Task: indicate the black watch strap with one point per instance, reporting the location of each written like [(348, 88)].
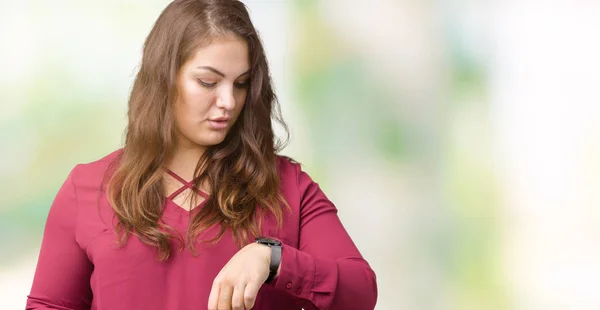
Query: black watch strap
[(275, 246)]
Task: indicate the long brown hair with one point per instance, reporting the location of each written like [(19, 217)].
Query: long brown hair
[(241, 171)]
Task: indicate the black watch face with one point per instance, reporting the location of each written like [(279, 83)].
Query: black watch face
[(269, 241)]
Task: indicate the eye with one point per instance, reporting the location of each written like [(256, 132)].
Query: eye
[(206, 84), (242, 84)]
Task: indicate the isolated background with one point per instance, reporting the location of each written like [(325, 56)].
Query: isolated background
[(460, 140)]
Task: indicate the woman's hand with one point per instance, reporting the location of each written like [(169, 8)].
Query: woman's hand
[(237, 284)]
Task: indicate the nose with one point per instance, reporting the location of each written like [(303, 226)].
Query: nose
[(226, 99)]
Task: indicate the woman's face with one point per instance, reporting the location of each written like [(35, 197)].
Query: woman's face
[(212, 88)]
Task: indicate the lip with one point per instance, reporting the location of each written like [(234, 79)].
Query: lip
[(220, 119), (219, 123)]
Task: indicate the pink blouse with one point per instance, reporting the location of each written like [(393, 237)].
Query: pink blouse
[(81, 267)]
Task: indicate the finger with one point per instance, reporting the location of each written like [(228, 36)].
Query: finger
[(213, 298), (225, 297), (250, 294), (237, 299)]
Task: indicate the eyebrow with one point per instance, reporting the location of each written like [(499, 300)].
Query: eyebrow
[(219, 72)]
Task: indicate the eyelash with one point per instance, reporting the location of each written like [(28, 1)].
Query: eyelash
[(211, 85)]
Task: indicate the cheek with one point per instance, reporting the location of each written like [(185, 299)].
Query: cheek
[(195, 100)]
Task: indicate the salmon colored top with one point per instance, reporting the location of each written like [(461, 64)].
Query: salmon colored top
[(81, 267)]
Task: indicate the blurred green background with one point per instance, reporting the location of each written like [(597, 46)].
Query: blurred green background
[(459, 139)]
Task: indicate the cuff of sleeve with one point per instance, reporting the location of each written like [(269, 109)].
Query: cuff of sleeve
[(307, 277)]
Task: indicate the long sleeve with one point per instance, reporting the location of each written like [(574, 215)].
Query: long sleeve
[(327, 269), (62, 276)]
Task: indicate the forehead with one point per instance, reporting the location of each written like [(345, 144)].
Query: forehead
[(227, 54)]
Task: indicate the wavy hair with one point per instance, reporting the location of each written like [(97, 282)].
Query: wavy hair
[(241, 171)]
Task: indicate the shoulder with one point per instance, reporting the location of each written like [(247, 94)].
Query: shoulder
[(292, 177), (93, 173)]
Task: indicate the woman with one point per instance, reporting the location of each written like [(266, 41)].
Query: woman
[(170, 221)]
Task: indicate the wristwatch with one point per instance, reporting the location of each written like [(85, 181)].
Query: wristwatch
[(275, 246)]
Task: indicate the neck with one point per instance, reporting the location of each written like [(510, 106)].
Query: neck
[(185, 159)]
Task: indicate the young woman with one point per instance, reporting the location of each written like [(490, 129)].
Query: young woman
[(198, 211)]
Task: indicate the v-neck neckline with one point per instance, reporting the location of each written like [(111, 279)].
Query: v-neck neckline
[(186, 185)]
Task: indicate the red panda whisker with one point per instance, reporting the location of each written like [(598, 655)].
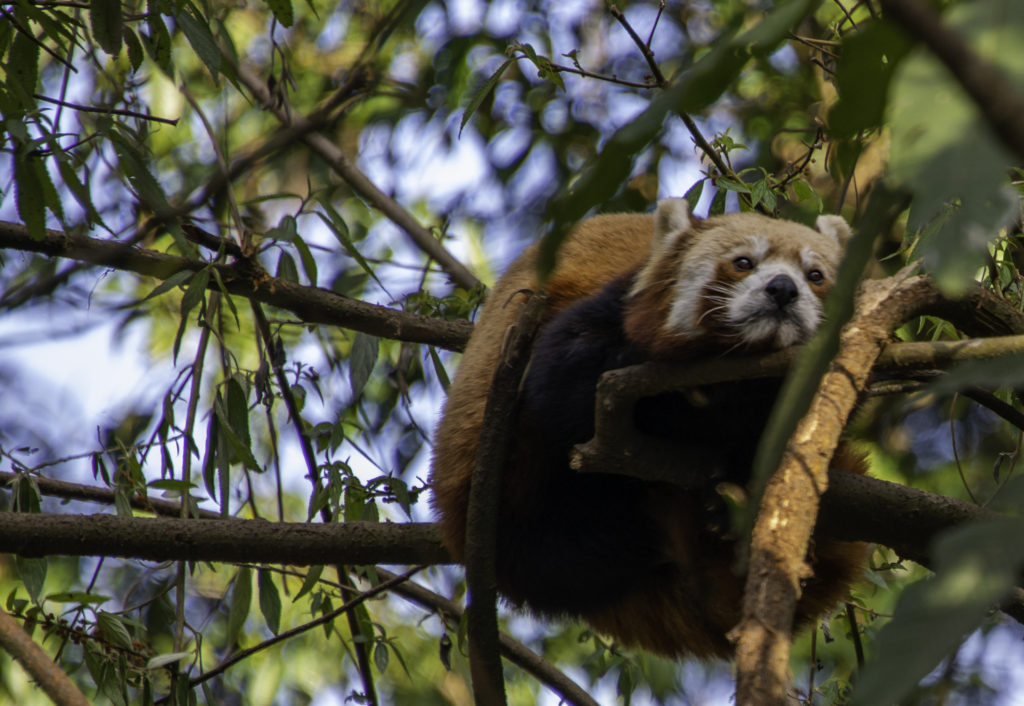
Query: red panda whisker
[(636, 561)]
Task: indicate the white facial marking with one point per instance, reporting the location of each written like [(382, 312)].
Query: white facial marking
[(755, 317)]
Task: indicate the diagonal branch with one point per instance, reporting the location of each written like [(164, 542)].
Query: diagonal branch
[(312, 304), (997, 98), (57, 686)]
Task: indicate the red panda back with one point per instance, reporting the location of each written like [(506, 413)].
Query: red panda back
[(637, 561)]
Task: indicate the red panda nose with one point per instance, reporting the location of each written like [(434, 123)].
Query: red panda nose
[(782, 290)]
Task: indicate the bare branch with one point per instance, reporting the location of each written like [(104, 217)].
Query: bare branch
[(481, 523)]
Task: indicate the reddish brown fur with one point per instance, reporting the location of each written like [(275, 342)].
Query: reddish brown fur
[(598, 250), (690, 611)]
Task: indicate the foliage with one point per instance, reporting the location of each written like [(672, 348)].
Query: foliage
[(395, 154)]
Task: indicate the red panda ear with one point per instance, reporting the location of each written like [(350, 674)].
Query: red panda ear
[(673, 216), (673, 220), (836, 227)]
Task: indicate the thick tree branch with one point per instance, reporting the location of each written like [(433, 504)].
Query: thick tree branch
[(998, 100), (243, 541), (788, 508), (312, 304), (481, 522)]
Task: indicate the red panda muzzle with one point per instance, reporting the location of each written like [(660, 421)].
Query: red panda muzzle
[(644, 563)]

- - - -

**EXERCISE BRIEF**
In the reply, each line of the data must appear exactly as written, and no picture may appear.

**REPLY**
Task: indicate the black watch strap with one point per instance, reporting the location of each written like [(348, 88)].
Query: black watch strap
[(275, 246)]
Task: indicate the long brown hair with one point per instance, reporting the location of each written like [(19, 217)].
Query: long brown hair
[(241, 171)]
Task: indicate the black watch face with one point per instance, reporting the location of each written like [(279, 83)].
Query: black watch face
[(269, 241)]
Task: indicate the eye with one point per instance, reporting the location of each written like [(256, 132)].
Query: eye
[(206, 84), (242, 84)]
Task: indicate the isolated background with one point per instance, reporting the location of each written like [(325, 56)].
Query: isolated background
[(460, 140)]
Task: indicate the woman's hand with one point per instance, reporting the location of each written like [(169, 8)].
Query: woman's hand
[(237, 284)]
Task: indicate the nose with one point per instance, reporting the location of each written like [(303, 226)].
Query: nose
[(226, 99)]
Task: indicate the woman's face with one point per instance, reporting the location of each written like [(35, 197)].
Query: woman's face
[(212, 88)]
Task: indicate the lip with one point per instance, reporting the location of each written like [(234, 79)].
Query: lip
[(220, 119), (219, 123)]
Task: indicate the pink blouse with one point per instance, reporting the location of each written like [(393, 237)].
Query: pink blouse
[(81, 267)]
Task: indicate the finger with one point per instance, reporting the location of each written like [(228, 36)].
Query: finger
[(213, 298), (225, 297), (250, 294), (237, 299)]
Task: indicate the eyebrow with one point per instance, reporting the location of each written like [(499, 300)].
Query: eyebrow
[(219, 72)]
Task: indicate the eyelash with one point per instance, reporting the location of each written like [(28, 1)].
Query: eyelash
[(211, 85)]
Task: indicate the cheek with one point per instance, reporting the location of each written like [(185, 299)].
Query: cheek
[(195, 100)]
Task: indicate the salmon colored top with one point per instance, reporting the location of each written like [(461, 64)].
Query: salmon colored top
[(81, 267)]
Task: indicate the blurred green background with one point per instance, reporting the location of each written like [(597, 46)].
Query: blurred green background
[(459, 139)]
Task: indicate the cuff of sleeve with one point per instance, reporting the location of each written like [(269, 109)].
Query: cuff of sleeve
[(307, 277)]
Task: indicate the long sleeve with one point per instance, reporting the location of each written like [(574, 215)].
Query: long sleeve
[(327, 269), (62, 276)]
Task: indicate the forehead with one point per instance, reporting the location of each written like [(345, 144)].
Query: forehead
[(227, 54)]
Task: indicate the wavy hair with one point per instance, reporting the location of each written like [(97, 282)].
Query: wavy hair
[(241, 171)]
Task: indicate the shoulder with one point per instance, reporting the location of each written like [(247, 94)].
Query: shoulder
[(292, 177), (93, 173)]
Task: indicate the woman with one point per instance, reporting the location of each written like [(266, 41)].
Query: woman
[(170, 221)]
Task: indicate the wristwatch with one point per instance, reporting the location of each written like [(85, 181)].
Query: wristwatch
[(275, 246)]
Task: indicate the neck with one point per instance, reporting the location of each written like [(510, 106)].
Query: neck
[(185, 159)]
Task: indicate the young woman with one point per instance, reporting the location of each written like [(490, 129)].
Query: young woman
[(198, 211)]
Task: indicate the v-neck neckline with one point per instance, reporting the location of each written like [(111, 279)].
Query: v-neck neckline
[(186, 185)]
Task: indicate the red panda whisker with one point per instance, reporting the location of each written like [(598, 655)].
Query: red panda whisker
[(636, 561)]
Task: indicate the white facial marking with one point per instance, reporting the location of each written like [(382, 312)].
Query: white facial marking
[(755, 317)]
Task: indicate the diagonal branch with one point per instance, reporting the location of each written like [(164, 542)].
Query: diagonal branch
[(312, 304), (997, 98), (57, 686)]
Task: indicate the red panda back with one point per instance, reporting the location of each written like [(506, 413)].
Query: red panda back
[(637, 561)]
Task: indicate the red panda nose with one point per instance, reporting the location of each written like [(434, 123)].
Query: red panda nose
[(782, 290)]
Task: indicate the bare branch with one point per instance, reporting the location of each written like [(104, 217)].
Query: bare branch
[(481, 523)]
Task: indicate the reddish brown fur with one point per instance, reporting the location of each written like [(275, 342)].
Query: reddish brown fur
[(598, 250), (690, 611)]
Task: indicate the foliage with one point per instance, reporting the location of each written like [(672, 348)].
Query: foliage
[(395, 154)]
Task: indicate the red panda ear with one point per instance, reporting the location of each written like [(350, 674)].
Query: red panda ear
[(673, 216), (673, 220), (836, 227)]
Task: indicate the thick tree branch with one point per instance, reporting the location of each written like [(433, 504)].
Query: thick tree branch
[(998, 100), (243, 541), (788, 508), (312, 304), (481, 522)]
Task: indicate the red panda muzzle with one point per instance, reporting the location of each written like [(660, 421)].
Query: red panda muzzle
[(644, 563)]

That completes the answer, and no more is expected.